### [読解文]
H(ハイ)前半型 SP持続・失速型 32.9-34.4
11.6-10.4-10.9-11.2-11.3-11.9

序盤から流れる展開でのSP持続力勝負で、ゴール前にかけて失速していくラップ推移。ほぼ例年通りのラップであり、高い次元でのSP持続力勝負となっている。

ジャスパークローネ 1着

【決め手】好発と出脚の良さで主導権争い制す・直線の再加速で勝負決める

好発から押して一気にハナを取り切る形。1Fでハナを取り切ってからは自分のペースでスムーズに運んで、10秒台後半から11秒台前半のラップを刻んで3~4角へ進入。後続の接近を待たずに4角から動いて行って直線へ。直線序盤で僅かながらに加速を引き出すと後続を突き放して2.3馬身のリードを得て最後の1Fへ。最後の1Fは流石に脚色が鈍ったが、それでもしぶとく伸びを見せたのと直線序盤からのリードが効いて後続の追撃を振り切ってゴール。

好発もあったが押して一気にハナを取り切る形が奏功。他の逃げ候補の馬が少し立ち遅れた感もあって、この馬の出脚の良さを見てすぐに控える形を取ったのも噛み合った要素。それでも前半は32.9秒というある程度速い流れだが、出脚の良さもあって熾烈になるはずの主導権争いが序盤の1Fでアッサリ決着がついたのは大きい。道中も比較的楽に運べた分だけ余力も残っていたようで、直線では再加速を引き出して後続に対してリードを築けたのも効いた内容。

### [抜粋項目]
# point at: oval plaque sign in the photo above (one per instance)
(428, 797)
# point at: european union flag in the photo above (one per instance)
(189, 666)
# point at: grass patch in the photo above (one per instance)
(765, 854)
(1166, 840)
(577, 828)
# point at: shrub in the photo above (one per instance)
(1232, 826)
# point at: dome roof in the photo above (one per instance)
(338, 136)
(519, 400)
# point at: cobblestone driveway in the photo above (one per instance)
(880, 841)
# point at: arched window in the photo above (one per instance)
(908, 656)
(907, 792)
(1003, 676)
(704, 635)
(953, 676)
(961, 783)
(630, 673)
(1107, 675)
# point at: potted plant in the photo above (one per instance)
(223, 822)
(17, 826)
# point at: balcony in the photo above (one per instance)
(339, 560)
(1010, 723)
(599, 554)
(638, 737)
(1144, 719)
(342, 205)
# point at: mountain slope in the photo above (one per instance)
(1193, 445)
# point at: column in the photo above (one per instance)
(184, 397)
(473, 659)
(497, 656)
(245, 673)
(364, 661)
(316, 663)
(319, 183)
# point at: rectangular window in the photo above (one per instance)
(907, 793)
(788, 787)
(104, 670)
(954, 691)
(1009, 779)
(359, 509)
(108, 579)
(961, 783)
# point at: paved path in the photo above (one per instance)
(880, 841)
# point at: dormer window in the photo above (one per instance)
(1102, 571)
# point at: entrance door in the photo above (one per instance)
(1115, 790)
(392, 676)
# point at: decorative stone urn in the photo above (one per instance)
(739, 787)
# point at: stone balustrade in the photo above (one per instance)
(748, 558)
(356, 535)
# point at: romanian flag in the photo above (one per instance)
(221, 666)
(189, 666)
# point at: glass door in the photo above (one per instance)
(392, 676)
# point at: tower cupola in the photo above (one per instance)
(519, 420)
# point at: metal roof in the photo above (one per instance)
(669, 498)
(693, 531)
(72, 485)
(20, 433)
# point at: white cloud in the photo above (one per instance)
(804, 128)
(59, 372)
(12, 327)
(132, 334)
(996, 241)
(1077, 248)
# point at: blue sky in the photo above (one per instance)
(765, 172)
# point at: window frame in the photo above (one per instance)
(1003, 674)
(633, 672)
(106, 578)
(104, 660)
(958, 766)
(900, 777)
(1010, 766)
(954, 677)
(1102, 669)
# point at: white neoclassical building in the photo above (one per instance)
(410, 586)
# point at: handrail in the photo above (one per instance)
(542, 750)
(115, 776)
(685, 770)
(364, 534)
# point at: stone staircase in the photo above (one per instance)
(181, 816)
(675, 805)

* * *

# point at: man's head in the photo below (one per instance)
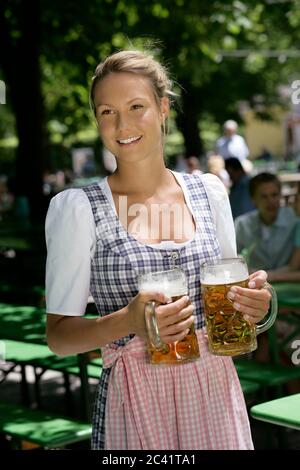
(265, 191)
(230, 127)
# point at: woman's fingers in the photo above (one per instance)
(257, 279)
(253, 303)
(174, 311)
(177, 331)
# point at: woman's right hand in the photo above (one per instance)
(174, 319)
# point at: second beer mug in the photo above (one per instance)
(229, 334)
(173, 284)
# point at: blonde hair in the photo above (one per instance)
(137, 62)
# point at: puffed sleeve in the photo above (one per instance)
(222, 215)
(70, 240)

* * *

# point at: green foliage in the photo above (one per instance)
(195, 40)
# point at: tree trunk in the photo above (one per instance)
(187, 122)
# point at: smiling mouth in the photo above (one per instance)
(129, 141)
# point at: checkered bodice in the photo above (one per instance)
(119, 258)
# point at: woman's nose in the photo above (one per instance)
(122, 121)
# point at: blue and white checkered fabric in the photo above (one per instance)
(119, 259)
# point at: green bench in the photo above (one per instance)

### [小問 1]
ジャスパークローネのレース分析によると、前半のタイムは何秒でしたか。
### [小問 2]
ジャスパークローネのレース分析のうち、「H(ハイ)前半型 SP持続・失速型 32.9-34.4」から「続の追撃を振り切ってゴール。」までを書き直してください。その際、「ハナ」を「先頭」に差し替えてください。
### [小問 3]
ジャスパークローネのレース分析を、最後の文に続けて書き進めてください。

### [解答 1]
32.9秒です。

### [解答 2]
H(ハイ)前半型 SP持続・失速型 32.9-34.4
11.6-10.4-10.9-11.2-11.3-11.9

序盤から流れる展開でのSP持続力勝負で、ゴール前にかけて失速していくラップ推移。ほぼ例年通りのラップであり、高い次元でのSP持続力勝負となっている。

ジャスパークローネ 1着

【決め手】好発と出脚の良さで主導権争い制す・直線の再加速で勝負決める

好発から押して一気に先頭を取り切る形。1Fで先頭を取り切ってからは自分のペースでスムーズに運んで、10秒台後半から11秒台前半のラップを刻んで3~4角へ進入。後続の接近を待たずに4角から動いて行って直線へ。直線序盤で僅かながらに加速を引き出すと後続を突き放して2.3馬身のリードを得て最後の1Fへ。最後の1Fは流石に脚色が鈍ったが、それでもしぶとく伸びを見せたのと直線序盤からのリードが効いて後続の追撃を振り切ってゴール。

### [解答 3]
前走と比較して2キロ増の斤量(57キロ)で時計面も1分7秒台。これで2戦連続で結果を残したし、今回は特に前半が32秒台に突入する形でも直線で再加速を引き出せる事を証明したのは大きい。現状ではあくまでも自分の形に持ち込めれば…という条件付きではあるが、それでも強みを存分に引き出せる形があるのは強みにはなる。秋のスプリント戦線でも十分期待できると思う。

【レース後関係者コメント】
(団野大成騎手)

「今日はジャスパークローネが一番速いと思っていましたし、馬もしっかりこたえてくれて、いいスタートを切れました。最初の1ハロン目をいい感じで迎えられたので、これならばと思っていました。道中はペースを気にせず、前回の競馬と同じように気分よく行かせた方が持ち味は生きる馬。ペースは気にせず、馬とのコンタクトを意識していました。(勝利の確信は)ゴール板過ぎてからだったんですけど、最初のコーナーまでのアプローチがよかったので、いい競馬ができそうだなと思っていました。前回は函館からのきつい輸送がある中で頑張ってくれましたし、今日も重賞連勝できるように力のあるところも見せてくれた。57キロは軽いハンデではなかったけど、頑張ってくれたので、馬をたたえてあげたいと思います」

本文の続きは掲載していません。